Provided material:

● ● ●

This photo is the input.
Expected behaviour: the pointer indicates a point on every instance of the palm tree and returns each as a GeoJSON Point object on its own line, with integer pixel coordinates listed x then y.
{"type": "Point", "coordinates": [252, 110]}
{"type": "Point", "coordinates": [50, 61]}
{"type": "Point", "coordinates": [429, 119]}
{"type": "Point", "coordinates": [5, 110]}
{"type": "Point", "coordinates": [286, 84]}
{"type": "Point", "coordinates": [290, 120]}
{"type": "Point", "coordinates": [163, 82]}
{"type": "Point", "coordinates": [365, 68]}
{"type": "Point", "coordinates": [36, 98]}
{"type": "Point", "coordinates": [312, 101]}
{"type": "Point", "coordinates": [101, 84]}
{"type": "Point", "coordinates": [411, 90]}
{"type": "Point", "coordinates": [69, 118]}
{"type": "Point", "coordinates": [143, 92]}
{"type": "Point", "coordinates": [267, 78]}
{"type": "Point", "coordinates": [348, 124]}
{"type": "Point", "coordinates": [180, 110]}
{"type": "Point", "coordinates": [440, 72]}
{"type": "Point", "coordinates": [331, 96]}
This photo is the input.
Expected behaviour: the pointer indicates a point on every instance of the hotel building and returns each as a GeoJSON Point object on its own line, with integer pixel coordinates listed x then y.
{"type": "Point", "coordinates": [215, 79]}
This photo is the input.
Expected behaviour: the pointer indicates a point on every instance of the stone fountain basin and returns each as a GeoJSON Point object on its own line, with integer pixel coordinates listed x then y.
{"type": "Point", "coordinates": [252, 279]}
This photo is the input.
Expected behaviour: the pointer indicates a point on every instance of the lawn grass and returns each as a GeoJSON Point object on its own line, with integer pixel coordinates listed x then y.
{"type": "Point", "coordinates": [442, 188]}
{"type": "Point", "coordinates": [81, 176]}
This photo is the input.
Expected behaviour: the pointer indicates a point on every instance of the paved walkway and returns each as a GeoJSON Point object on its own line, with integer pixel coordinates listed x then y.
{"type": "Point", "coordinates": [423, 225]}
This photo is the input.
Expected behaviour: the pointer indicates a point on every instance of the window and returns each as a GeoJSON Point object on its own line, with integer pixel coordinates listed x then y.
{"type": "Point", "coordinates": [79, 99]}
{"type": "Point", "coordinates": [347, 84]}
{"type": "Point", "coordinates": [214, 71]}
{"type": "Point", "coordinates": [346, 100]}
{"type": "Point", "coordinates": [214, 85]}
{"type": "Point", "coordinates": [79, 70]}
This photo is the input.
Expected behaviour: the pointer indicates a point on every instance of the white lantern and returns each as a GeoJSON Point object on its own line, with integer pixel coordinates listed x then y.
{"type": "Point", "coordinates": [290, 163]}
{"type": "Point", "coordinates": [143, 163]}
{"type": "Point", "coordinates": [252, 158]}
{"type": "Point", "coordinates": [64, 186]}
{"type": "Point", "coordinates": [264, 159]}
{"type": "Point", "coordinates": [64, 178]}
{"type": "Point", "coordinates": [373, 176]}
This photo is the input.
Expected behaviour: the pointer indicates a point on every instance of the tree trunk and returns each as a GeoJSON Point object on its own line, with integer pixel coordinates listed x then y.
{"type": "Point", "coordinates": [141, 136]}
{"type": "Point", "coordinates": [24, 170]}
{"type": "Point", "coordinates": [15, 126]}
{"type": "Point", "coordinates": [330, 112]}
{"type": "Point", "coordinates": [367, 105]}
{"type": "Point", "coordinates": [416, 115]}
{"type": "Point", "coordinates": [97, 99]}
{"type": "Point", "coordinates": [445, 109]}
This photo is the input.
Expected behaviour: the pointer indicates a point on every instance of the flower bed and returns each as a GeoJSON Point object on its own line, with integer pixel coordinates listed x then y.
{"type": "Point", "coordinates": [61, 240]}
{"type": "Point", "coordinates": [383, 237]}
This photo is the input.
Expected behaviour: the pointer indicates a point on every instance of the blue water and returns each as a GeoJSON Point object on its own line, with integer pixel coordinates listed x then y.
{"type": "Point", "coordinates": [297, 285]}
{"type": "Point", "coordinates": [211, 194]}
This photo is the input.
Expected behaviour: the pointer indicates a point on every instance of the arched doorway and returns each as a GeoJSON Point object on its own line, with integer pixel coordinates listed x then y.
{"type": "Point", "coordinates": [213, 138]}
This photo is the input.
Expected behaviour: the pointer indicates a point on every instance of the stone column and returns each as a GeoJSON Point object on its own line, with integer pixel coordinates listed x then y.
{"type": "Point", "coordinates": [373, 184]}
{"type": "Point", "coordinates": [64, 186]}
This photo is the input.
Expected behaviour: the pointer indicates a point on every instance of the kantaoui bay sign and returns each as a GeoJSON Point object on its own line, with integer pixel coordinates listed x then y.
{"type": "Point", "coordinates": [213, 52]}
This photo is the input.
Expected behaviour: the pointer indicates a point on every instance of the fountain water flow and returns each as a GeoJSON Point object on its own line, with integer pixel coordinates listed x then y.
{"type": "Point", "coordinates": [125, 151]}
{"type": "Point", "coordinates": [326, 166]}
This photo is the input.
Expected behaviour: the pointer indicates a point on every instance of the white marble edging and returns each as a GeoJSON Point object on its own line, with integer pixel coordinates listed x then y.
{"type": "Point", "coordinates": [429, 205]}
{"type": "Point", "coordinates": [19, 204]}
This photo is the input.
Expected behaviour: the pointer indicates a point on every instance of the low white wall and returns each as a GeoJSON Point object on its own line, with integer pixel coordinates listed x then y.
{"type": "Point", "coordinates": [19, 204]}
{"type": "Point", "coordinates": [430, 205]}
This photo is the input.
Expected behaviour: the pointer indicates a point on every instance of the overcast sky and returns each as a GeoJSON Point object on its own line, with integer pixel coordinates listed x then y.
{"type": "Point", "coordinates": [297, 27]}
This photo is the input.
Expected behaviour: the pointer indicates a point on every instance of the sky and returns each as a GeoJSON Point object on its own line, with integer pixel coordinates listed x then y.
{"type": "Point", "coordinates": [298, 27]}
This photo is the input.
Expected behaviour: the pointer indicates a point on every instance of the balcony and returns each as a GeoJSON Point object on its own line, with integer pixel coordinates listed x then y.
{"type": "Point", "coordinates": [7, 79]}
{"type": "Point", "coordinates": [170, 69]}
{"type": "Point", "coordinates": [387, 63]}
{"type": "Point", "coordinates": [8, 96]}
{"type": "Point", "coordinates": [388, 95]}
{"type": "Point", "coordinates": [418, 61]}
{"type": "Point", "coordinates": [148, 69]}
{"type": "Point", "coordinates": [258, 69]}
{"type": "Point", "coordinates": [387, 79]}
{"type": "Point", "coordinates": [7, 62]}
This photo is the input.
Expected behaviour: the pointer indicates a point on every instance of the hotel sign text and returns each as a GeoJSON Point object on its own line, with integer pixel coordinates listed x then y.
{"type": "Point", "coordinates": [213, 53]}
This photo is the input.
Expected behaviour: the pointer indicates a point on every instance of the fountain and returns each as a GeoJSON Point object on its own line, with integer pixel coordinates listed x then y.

● ● ●

Problem description:
Give everything from the start of the records down to the line containing "of the palm" as a JSON list of strings, one string per line, with blank lines left out.

Result of this task:
[
  "This photo is the input.",
  "Expected behaviour: the pointer indicates a point on every instance of the palm tree and returns each as a GeoJSON Point object on its own line, with integer pixel coordinates listed x then y."
]